Turn every row below into a JSON list of strings, one string per line, with blank lines dropped. Don't include the pictures.

* BEGIN Supplied material *

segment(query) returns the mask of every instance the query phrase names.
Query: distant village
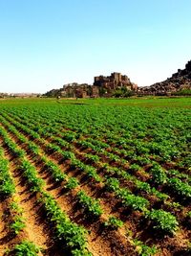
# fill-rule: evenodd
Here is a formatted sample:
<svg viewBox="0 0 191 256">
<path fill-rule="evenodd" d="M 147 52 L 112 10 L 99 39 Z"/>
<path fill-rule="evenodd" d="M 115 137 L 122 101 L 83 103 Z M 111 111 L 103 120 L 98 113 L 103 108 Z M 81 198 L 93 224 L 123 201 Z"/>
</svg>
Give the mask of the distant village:
<svg viewBox="0 0 191 256">
<path fill-rule="evenodd" d="M 114 72 L 110 76 L 95 77 L 93 85 L 88 83 L 68 83 L 60 89 L 53 89 L 45 95 L 48 97 L 66 97 L 66 98 L 97 98 L 113 96 L 130 96 L 138 91 L 138 85 L 131 82 L 130 79 Z"/>
<path fill-rule="evenodd" d="M 57 98 L 98 98 L 117 97 L 126 98 L 130 96 L 171 96 L 171 95 L 191 95 L 191 60 L 188 61 L 184 69 L 178 69 L 167 80 L 156 82 L 150 86 L 138 87 L 132 82 L 126 75 L 114 72 L 110 76 L 96 76 L 94 83 L 67 83 L 59 89 L 52 89 L 45 94 L 35 93 L 0 93 L 0 98 L 7 97 L 57 97 Z"/>
</svg>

* END Supplied material *

▸ **Written solution**:
[
  "segment(query) returns the mask of every instance the query phrase names.",
  "Query: distant village",
  "# fill-rule: evenodd",
  "Here is a formatted sample:",
  "<svg viewBox=\"0 0 191 256\">",
  "<path fill-rule=\"evenodd\" d=\"M 147 52 L 112 10 L 99 39 Z\"/>",
  "<path fill-rule=\"evenodd\" d=\"M 115 137 L 122 101 L 83 103 Z M 111 111 L 103 120 L 98 113 L 103 108 Z M 81 198 L 93 224 L 123 201 Z\"/>",
  "</svg>",
  "Give the mask of the distant village:",
  "<svg viewBox=\"0 0 191 256\">",
  "<path fill-rule=\"evenodd\" d=\"M 114 72 L 110 76 L 95 77 L 93 85 L 88 83 L 68 83 L 60 89 L 53 89 L 45 95 L 48 97 L 66 97 L 66 98 L 97 98 L 113 96 L 130 96 L 138 91 L 138 85 L 131 82 L 130 79 Z\"/>",
  "<path fill-rule=\"evenodd\" d=\"M 57 98 L 98 98 L 117 97 L 126 98 L 130 96 L 171 96 L 171 95 L 191 95 L 191 60 L 188 61 L 184 69 L 178 69 L 167 80 L 156 82 L 150 86 L 138 87 L 132 82 L 126 75 L 114 72 L 110 76 L 96 76 L 94 83 L 67 83 L 59 89 L 52 89 L 45 94 L 35 93 L 0 93 L 0 98 L 7 97 L 57 97 Z\"/>",
  "</svg>"
]